▶ Task objective
Output the records below as a Markdown table with two columns, Row and Line: Row holds a running number and Line holds the text of each line. Leave out blank lines and the pictures.

+++ Input material

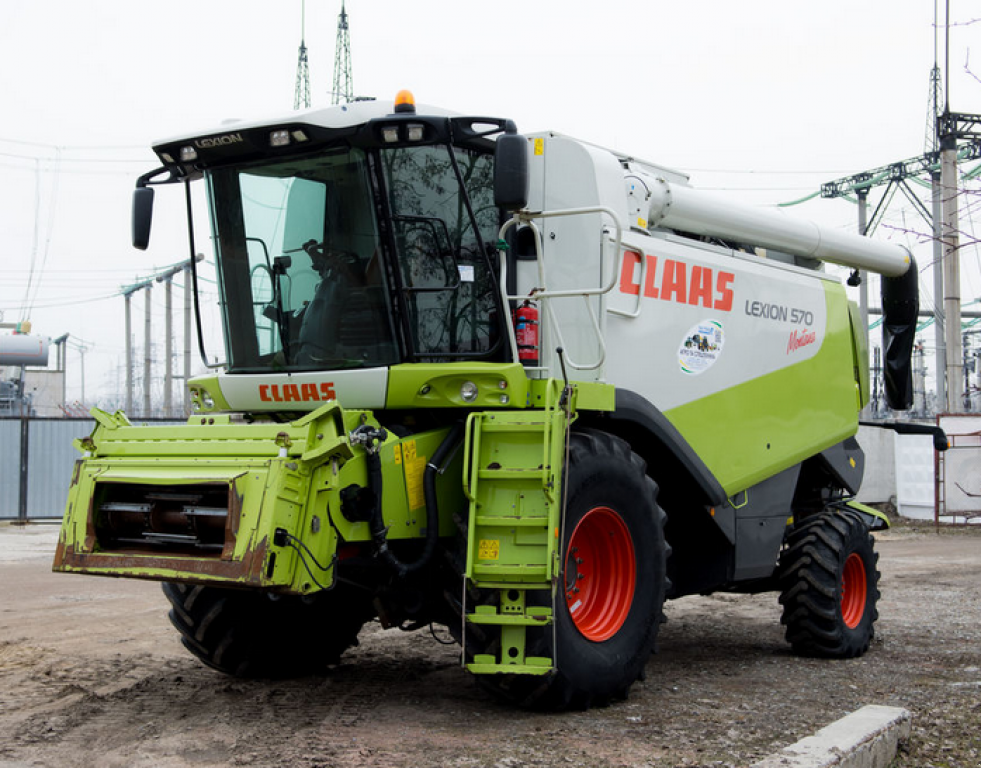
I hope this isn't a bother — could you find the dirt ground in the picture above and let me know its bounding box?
[0,526,981,768]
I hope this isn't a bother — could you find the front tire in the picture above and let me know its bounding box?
[480,430,667,710]
[163,582,373,678]
[779,508,879,659]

++++++

▶ Output below
| Row | Line |
|---|---|
| 1 | I hope this isn't a bother — could you find the dirt ground in the picture above and let me know its bounding box? |
| 2 | [0,526,981,768] |
| 3 | I hope this isn't a bother — could you find the front tire in the picture above and let me know its bounding box? |
| 4 | [480,430,667,710] |
| 5 | [163,582,373,678] |
| 6 | [779,508,879,659] |